_OBJECTIVE_.
Print the lines of the records exactly as they appear, beginning with the line containing "task: draw the outline of each instance of the green" and ending with the line containing "[[[146,59],[147,57],[147,45],[140,42],[139,44],[139,54]]]", both included.

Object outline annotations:
= = = = = = =

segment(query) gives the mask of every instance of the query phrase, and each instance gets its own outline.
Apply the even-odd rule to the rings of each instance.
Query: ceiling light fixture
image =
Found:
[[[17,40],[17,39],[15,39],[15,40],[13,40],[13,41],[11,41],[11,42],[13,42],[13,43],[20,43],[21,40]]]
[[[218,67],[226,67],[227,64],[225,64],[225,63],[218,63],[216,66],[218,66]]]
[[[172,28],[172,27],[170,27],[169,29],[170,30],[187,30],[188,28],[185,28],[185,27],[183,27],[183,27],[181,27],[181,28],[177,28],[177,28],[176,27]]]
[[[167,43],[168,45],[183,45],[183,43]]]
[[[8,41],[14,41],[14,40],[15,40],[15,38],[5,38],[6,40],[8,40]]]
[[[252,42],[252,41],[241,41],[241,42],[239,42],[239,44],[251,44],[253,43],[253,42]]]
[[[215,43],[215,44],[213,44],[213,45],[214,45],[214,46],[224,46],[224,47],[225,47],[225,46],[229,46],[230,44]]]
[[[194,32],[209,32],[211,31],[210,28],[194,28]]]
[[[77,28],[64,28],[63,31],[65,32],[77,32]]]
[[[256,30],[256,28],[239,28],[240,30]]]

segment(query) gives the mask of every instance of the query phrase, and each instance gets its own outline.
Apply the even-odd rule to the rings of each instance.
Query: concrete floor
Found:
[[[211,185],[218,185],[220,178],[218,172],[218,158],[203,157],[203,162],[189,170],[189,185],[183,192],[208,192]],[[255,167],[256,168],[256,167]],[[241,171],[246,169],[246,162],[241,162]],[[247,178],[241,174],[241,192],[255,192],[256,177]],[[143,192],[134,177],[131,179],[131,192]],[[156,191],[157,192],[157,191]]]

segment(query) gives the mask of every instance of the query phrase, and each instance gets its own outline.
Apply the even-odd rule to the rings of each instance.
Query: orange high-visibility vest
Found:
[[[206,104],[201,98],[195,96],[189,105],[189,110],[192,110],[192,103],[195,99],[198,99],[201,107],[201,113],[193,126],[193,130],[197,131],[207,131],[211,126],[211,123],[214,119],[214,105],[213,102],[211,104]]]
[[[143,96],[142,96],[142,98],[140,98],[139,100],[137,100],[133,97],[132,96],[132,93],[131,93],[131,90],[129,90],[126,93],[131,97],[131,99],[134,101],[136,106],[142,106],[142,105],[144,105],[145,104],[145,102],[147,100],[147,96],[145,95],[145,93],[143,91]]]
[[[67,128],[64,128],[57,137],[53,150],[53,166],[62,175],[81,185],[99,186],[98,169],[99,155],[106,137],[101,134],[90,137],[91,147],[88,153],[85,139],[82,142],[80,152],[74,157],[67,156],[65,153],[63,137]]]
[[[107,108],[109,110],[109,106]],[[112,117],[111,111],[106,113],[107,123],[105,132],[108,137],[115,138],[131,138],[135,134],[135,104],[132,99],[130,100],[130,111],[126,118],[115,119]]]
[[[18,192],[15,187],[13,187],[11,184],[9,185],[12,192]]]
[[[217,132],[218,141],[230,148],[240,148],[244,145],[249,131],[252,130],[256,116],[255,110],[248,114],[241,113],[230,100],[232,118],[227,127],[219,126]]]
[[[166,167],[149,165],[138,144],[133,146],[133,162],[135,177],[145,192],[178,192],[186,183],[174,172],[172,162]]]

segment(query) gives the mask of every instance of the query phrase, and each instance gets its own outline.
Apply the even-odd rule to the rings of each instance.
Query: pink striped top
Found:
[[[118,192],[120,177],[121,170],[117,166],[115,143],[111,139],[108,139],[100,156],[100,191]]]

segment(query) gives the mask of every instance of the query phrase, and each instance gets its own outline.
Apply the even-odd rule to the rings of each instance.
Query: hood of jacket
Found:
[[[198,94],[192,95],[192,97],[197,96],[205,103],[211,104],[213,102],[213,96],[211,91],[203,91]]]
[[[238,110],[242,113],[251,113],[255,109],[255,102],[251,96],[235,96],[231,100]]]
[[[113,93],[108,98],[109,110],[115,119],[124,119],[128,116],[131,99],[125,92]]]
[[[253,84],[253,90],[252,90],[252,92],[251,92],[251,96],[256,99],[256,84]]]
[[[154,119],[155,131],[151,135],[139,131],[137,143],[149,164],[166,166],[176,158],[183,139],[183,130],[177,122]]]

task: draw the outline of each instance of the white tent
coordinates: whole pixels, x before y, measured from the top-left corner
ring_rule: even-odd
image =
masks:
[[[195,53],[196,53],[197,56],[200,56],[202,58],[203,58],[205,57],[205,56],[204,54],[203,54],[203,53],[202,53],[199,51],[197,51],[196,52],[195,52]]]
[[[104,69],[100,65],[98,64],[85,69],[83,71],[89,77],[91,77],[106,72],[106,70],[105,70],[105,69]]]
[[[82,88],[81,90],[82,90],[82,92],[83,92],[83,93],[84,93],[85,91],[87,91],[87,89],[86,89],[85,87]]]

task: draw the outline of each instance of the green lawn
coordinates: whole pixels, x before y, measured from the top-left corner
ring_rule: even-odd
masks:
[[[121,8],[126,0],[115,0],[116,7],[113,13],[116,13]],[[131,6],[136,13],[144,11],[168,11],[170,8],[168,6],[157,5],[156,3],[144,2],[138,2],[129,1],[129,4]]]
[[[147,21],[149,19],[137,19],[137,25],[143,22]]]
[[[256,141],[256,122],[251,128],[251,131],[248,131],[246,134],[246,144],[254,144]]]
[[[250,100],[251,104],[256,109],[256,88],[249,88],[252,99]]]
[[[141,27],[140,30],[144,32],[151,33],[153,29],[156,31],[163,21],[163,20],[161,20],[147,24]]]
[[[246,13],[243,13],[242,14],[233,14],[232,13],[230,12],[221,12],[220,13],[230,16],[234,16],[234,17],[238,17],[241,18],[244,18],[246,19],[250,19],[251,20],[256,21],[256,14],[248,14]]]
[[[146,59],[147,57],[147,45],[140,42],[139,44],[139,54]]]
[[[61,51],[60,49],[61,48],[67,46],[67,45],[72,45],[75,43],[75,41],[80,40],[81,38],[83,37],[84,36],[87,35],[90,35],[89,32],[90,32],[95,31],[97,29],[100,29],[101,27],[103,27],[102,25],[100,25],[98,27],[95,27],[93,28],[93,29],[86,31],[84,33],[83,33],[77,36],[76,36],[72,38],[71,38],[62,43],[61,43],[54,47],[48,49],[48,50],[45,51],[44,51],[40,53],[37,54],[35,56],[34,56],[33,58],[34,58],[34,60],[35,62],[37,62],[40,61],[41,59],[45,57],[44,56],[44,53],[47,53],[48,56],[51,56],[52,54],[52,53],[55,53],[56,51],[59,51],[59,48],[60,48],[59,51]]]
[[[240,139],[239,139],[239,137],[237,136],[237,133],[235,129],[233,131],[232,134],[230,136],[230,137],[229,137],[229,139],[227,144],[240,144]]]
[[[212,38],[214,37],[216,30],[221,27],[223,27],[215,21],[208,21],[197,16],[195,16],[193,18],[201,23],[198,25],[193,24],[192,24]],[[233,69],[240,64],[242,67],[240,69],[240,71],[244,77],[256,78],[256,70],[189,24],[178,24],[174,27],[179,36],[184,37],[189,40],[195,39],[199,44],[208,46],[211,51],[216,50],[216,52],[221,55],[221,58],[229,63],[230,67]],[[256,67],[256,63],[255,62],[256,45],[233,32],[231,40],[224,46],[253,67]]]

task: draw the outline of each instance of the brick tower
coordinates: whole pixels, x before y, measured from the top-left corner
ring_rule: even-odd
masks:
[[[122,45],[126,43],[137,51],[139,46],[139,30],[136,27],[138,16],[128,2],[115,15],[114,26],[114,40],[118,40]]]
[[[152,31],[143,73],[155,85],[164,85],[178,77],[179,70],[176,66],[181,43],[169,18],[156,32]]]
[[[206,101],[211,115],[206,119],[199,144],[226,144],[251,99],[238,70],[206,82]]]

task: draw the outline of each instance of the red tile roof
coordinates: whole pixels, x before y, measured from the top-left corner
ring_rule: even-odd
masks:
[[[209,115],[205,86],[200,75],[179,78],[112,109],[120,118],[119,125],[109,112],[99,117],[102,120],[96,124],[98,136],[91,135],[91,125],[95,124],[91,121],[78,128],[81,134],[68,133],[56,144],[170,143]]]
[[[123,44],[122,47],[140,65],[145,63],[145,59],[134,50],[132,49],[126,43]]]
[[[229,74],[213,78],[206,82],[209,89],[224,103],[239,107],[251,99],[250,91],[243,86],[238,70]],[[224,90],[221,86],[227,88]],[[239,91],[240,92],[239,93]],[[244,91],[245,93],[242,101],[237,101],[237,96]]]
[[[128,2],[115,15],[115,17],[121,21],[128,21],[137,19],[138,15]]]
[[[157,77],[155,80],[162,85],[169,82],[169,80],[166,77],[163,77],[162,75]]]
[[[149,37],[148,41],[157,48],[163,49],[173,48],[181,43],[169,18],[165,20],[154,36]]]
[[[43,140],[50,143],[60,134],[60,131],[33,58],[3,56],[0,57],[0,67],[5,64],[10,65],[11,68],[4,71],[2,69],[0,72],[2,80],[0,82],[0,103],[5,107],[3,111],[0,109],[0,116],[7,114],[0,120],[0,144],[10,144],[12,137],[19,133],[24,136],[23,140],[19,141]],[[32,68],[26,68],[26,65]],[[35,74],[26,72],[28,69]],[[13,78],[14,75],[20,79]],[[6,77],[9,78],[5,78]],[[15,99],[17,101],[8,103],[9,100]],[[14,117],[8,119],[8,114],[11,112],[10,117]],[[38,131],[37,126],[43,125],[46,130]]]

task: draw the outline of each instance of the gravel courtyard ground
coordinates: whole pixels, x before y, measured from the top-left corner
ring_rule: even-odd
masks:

= = = = = = =

_TASK RESULT_.
task: draw the outline of each instance of the green lawn
coordinates: whole pixels, x before y, measured from the top-left corner
ring_rule: even-odd
masks:
[[[121,8],[126,0],[115,0],[116,7],[113,13],[116,13]],[[131,6],[136,13],[144,11],[168,11],[170,8],[168,6],[157,5],[156,3],[144,2],[138,2],[129,1],[129,4]]]
[[[147,21],[149,19],[137,19],[137,25],[143,22]]]
[[[256,141],[256,122],[251,128],[251,131],[248,131],[246,134],[246,144],[254,144]]]
[[[250,100],[251,104],[256,109],[256,88],[249,88],[252,99]]]
[[[141,27],[140,30],[144,32],[151,33],[153,29],[156,31],[163,21],[163,20],[161,20],[147,24]]]
[[[246,13],[243,13],[242,14],[233,14],[232,13],[230,12],[221,12],[220,13],[230,16],[234,16],[234,17],[238,17],[241,18],[244,18],[246,19],[250,19],[251,20],[256,21],[256,14],[248,14]]]
[[[146,59],[147,57],[147,45],[140,42],[139,44],[139,54]]]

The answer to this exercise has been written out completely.